— Las tareas —
- A) Decide si las afirmaciones (i), (ii) y (iii) concuerdan con el artículo sobre el libro Fabricación. Responde sí o no a cada una y cita las palabras exactas del artículo que lo deciden.
(i) La presentación de Fabricación tuvo lugar en el Museo de Antropología.
(ii) Según el autor, el sistema de justicia se democratizó junto con la transición.
(iii) El mito protegió a Isabel Miranda de Wallace durante más de tres décadas.
- B) Prolonga el artículo sobre el libro Fabricación con uno o dos párrafos que sigan a su última oración.

La náusea judicial

Jorge Javier Romero Vadillo

Al final del siglo pasado, muchos de quienes apostamos por la transición a la democracia creímos que bastaría con desmontar el viejo régimen autoritario para que, por añadidura, se transformara de raíz el sistema de justicia. Ocupados en diseñar un sistema para que los votos contaran y se contaran, y pudiera haber competencia electoral plural sin conflicto, imaginamos —ingenuamente, como dijo Ana Laura Magaloni en la presentación del libro Fabricación, de Ricardo Raphael, el 10 de abril en el Museo de Antropología— que la democracia traería, por sí sola, instituciones judiciales imparciales, técnicas, confiables. Fue un error garrafal. Porque el sistema de justicia, lejos de democratizarse, se adaptó a la nueva lógica política sin alterar su naturaleza: sigue siendo un instrumento de poder, clientelar, opaco, arbitrario. Fabricación es una radiografía de esa podredumbre. Y también una denuncia.

Fabricación es una investigación acuciosa, un trabajo periodístico de gran rigor que combina un expediente jurídico devastador con un relato narrado con la fuerza de una novela de crímenes de Estado. Ricardo Raphael desmonta sin miramientos el mito que durante casi dos décadas protegió a Isabel Miranda de Wallace, la mujer que logró engatusar a buena parte de la opinión pública —y, sobre todo, a Felipe Calderón— con una historia tan conveniente como falsa. Lo que presentó como la cruzada de una madre en busca de justicia resultó ser una intrincada operación de manipulación judicial, montajes ministeriales y tortura, llevada a cabo por autoridades presionadas por un personaje deleznable que había adquirido presencia mediática y tenía suficientes recursos e “influencias”, como se decía antes, para hacer que los funcionarios públicos hicieran su voluntad.

— Datos proporcionados —
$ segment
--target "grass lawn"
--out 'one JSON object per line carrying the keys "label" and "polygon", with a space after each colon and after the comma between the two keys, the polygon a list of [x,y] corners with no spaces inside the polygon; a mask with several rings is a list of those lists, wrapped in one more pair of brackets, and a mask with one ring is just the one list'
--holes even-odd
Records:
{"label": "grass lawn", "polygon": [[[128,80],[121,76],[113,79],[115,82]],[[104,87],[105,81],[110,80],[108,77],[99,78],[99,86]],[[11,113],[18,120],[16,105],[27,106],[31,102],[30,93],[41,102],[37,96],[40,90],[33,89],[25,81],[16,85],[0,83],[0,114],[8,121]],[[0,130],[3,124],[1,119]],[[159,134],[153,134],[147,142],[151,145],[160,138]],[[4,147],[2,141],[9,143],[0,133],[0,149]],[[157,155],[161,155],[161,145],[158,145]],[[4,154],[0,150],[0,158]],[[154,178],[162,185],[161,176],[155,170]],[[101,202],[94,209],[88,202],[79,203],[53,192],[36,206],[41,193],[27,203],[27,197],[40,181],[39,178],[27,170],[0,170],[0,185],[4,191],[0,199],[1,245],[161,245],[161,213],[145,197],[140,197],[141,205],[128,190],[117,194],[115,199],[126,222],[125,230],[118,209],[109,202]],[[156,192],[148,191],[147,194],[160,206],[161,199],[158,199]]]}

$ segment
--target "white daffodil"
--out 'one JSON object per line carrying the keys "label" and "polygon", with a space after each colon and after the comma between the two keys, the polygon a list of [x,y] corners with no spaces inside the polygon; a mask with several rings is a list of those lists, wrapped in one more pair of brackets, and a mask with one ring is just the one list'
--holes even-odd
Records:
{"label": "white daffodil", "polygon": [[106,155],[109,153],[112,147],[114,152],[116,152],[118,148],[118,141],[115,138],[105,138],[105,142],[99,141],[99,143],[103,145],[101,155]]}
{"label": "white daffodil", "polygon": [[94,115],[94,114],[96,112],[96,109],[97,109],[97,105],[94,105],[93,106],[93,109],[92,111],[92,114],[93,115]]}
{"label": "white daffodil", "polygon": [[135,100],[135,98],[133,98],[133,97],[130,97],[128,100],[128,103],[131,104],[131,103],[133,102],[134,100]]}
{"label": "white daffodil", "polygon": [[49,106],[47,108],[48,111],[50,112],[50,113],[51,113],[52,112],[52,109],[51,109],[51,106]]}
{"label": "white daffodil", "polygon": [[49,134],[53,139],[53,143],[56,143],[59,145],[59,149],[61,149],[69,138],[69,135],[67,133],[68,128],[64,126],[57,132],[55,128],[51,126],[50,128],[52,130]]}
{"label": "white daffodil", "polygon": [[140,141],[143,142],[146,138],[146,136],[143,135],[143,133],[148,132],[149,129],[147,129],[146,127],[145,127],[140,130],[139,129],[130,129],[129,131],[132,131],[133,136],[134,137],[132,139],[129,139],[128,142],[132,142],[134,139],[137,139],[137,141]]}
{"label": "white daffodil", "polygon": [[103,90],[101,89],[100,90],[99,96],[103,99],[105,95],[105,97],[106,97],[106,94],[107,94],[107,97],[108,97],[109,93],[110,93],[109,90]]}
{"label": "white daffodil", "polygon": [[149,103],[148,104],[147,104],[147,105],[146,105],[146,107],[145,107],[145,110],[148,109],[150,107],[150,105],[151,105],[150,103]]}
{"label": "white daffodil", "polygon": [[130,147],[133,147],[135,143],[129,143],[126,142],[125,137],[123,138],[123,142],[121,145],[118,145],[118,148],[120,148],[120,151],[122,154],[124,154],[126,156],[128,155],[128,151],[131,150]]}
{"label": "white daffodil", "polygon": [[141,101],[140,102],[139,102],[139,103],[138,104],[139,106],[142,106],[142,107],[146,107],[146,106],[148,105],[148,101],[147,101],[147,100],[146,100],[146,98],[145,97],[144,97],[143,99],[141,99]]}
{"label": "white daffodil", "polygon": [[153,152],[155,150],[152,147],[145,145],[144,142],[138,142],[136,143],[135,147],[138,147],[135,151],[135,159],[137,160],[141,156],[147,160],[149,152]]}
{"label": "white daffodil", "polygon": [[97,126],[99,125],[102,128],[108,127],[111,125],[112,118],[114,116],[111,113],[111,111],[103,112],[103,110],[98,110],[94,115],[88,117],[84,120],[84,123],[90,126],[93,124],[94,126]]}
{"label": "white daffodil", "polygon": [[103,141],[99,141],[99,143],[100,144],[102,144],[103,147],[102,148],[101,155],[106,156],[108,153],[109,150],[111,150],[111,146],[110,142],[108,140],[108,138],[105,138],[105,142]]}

— Respuestas por tarea —
- A)
(i) Sí: «en la presentación del libro Fabricación, de Ricardo Raphael, el 10 de abril en el Museo de Antropología».
(ii) No: «el sistema de justicia, lejos de democratizarse, se adaptó a la nueva lógica política sin alterar su naturaleza».
(iii) No: «el mito que durante casi dos décadas protegió a Isabel Miranda de Wallace».

- B)
Los males del sistema de justicia mexicano han sido expuestos con crudeza por distintas obras clave en las últimas dos décadas. Presunto culpable, el documental de Roberto Hernández y Layda Negrete, reveló de forma demoledora la podredumbre cotidiana de los juzgados penales. Una novela criminal, de Jorge Volpi, mostró con precisión narrativa cómo la fabricación de culpables es una práctica sistémica, avalada por un aparato que prefiere cerrar casos antes que impartir justicia. Ana Laura Magaloni, desde la academia y el periodismo, ha documentado con paciencia forense la persistencia del uso faccioso de la Ley, la ausencia de profesionalización y la lógica clientelar del Ministerio Público. Ahora, a ese conjunto de trabajos se suma, con contundencia y lucidez, Fabricación, de Ricardo Raphael. Una disección narrativa de un caso que encarna todos los vicios del sistema: tortura, complicidad institucional, montaje mediático y justicia subordinada al poder.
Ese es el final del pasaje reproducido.